• THE REQUEST: Update the listing below by replacing "bounding box" with "bounding rectangle" and leaving every other word unchanged. Omit the pictures from your answer.

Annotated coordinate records
○ ○ ○

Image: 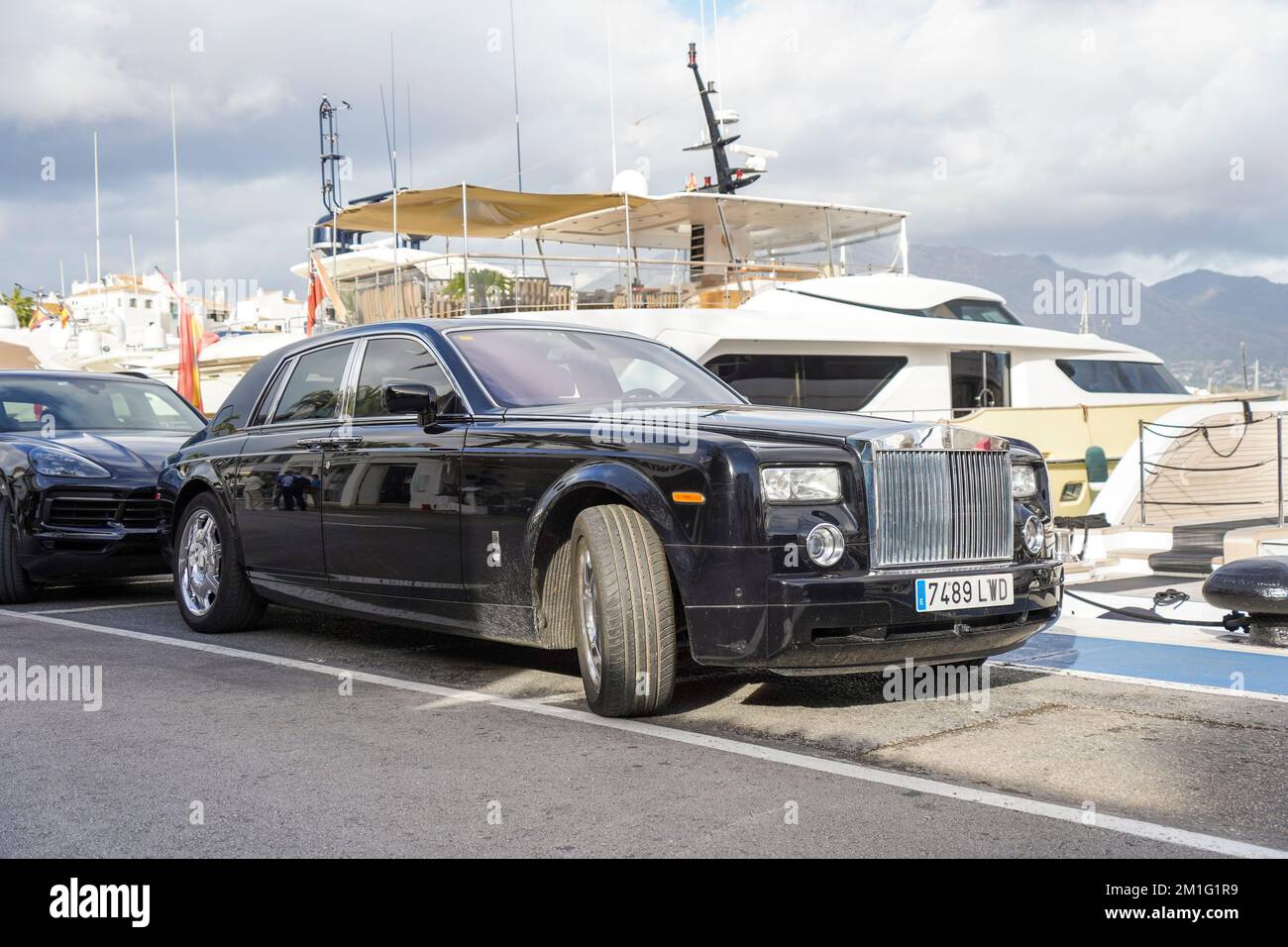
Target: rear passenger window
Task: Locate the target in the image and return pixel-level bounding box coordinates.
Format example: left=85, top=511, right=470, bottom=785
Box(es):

○ ○ ○

• FINAL ANSWER:
Image: 
Target: rear passenger window
Task: Locate the target in the image and return pixel-level bounding rectangle coordinates.
Format example: left=85, top=511, right=470, bottom=785
Box(es):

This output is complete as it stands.